▸ WHAT IS NEEDED: Copy out the entries exactly, from the first line to the last.

Collected data entries:
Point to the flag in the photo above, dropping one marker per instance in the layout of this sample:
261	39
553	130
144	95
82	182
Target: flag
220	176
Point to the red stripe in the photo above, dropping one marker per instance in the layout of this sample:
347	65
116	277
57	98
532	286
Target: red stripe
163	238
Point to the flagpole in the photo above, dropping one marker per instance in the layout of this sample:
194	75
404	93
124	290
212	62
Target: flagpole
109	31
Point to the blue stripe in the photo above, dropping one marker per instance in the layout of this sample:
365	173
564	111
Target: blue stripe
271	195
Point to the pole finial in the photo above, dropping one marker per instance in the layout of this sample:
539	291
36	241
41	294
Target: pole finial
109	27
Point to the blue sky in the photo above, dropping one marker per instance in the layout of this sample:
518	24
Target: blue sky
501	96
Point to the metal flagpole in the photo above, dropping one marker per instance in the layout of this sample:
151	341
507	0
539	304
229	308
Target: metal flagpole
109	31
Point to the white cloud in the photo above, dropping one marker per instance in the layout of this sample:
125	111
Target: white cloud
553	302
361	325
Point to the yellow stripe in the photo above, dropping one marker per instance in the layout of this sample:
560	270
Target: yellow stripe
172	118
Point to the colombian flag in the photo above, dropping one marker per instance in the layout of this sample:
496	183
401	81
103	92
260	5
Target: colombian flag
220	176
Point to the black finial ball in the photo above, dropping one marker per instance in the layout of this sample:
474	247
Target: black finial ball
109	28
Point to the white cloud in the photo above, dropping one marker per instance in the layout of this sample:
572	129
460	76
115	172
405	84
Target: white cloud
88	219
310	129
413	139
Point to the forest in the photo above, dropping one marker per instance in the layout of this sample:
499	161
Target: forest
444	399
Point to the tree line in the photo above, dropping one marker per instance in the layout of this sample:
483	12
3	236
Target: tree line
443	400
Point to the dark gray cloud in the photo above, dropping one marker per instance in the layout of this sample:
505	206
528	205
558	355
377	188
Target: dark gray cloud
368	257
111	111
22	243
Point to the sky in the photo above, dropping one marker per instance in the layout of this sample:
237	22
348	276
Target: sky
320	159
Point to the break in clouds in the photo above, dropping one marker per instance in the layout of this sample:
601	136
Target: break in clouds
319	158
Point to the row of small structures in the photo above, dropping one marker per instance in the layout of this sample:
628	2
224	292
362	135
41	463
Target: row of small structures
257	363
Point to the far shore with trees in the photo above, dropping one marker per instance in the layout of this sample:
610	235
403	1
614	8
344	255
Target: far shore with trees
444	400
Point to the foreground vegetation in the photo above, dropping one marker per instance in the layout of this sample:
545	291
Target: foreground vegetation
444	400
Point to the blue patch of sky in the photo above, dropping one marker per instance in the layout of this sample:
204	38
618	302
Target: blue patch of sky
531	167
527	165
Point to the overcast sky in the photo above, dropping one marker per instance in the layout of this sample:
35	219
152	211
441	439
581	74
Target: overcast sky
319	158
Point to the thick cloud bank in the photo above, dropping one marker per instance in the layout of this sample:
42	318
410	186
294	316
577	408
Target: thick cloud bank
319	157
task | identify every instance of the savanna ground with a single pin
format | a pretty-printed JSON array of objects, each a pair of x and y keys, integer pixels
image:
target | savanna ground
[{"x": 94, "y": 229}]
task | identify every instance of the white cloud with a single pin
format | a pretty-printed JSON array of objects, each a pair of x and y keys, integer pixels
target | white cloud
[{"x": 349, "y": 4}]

▸ WRITTEN RESPONSE:
Point to the flag in the photo above, dropping one marker per instance in the layout of this sample:
261	39
553	130
144	95
82	182
Target: flag
220	176
Point to the red stripe in the photo above, dropping one marker per instance in the layout of this sample:
347	65
116	277
57	98
532	286
Target: red stripe
163	238
Point to the flagpole in the photo above, dropping one marker per instance in the layout of this sample:
194	75
404	93
124	290
212	62
Target: flagpole
109	31
Point to the blue stripe in the photo above, dropping one marker per instance in the layout of this sample:
365	173
564	111
Target: blue stripe
271	195
Point to the pole finial in the photo above, dropping one marker per instance in the layout of this sample:
539	291
36	241
41	294
Target: pole finial
109	27
Point to the blue sky in the photo above, dropping one marker per instance in the layout of this sample:
518	24
Target: blue sky
501	96
Point to the metal flagpole in the photo above, dropping one marker per instance in the layout of this sample:
151	341
507	0
539	304
229	308
Target: metal flagpole
109	31
Point to the white cloud in the photo above, dropping one marker per instance in the layout of this sample:
125	111
Target: white cloud
553	302
361	325
Point to the yellow stripe in the photo above, dropping one marker per instance in the layout of this sample:
560	270
Target: yellow stripe
172	118
Point to the colombian flag in the photo above, dropping one marker per instance in the layout of this sample:
496	183
401	81
103	92
260	5
Target: colombian flag
220	176
Point to the black finial ball in the photo above, dropping one marker per instance in the layout of this sample:
474	247
Target: black finial ball
109	28
Point to the white cloud in the photo above, dropping one marker per instance in the layout of this sample:
572	129
460	76
115	172
405	84
Target: white cloud
88	219
310	129
413	139
Point to the forest in the photo above, dropping one marker per instance in the layout of this sample:
499	161
Target: forest
444	399
Point to the tree line in the photo above, dropping one marker per instance in the layout of this sample:
483	12
3	236
Target: tree line
443	400
Point to the dark gray cloud in the photo above, dropping one marker per instance in the layout of this sample:
505	206
528	205
558	355
377	188
Target: dark gray cloud
368	257
111	111
22	243
Point to the sky in the photo above, dropping one marker per instance in the layout of this sample:
237	22
348	276
Target: sky
320	159
Point to the break in clouds in the photo above, dropping one marker per instance in the layout of this sample:
601	136
Target: break in clouds
319	158
Point to the row of small structures in the photo above, dropping one marker per instance in the layout of this sample:
628	2
224	292
362	135
41	463
Target: row of small structures
257	363
Point to the far shore with trees in the photo above, dropping one marker per instance in the layout of this sample:
610	235
403	1
614	8
344	255
Target: far shore with trees
444	400
Point to the foreground vegetation in the photo above, dropping one marker per instance in the layout of this sample:
545	291
Target: foreground vegetation
444	400
Point to the blue patch of sky in the photo above, dropping one marker per instance in the layout of this sample:
204	38
618	302
Target: blue patch of sky
531	167
527	165
Point to the overcast sky in the photo above, dropping one marker per instance in the layout of this sample:
35	219
152	211
441	439
581	74
Target: overcast sky
319	158
Point to the thick cloud bank in the photo above, dropping one marker per instance in the layout of this sample:
42	318
410	186
294	316
577	408
Target: thick cloud bank
319	157
task | identify every instance of the savanna ground with a single pin
format | a pretty-printed JSON array of objects, each a pair of x and y keys, integer pixels
image:
target | savanna ground
[{"x": 94, "y": 229}]
task | identify every instance of the white cloud with a single pin
format | a pretty-printed JSON array of objects, each a pair of x and y keys, integer pixels
target | white cloud
[{"x": 349, "y": 4}]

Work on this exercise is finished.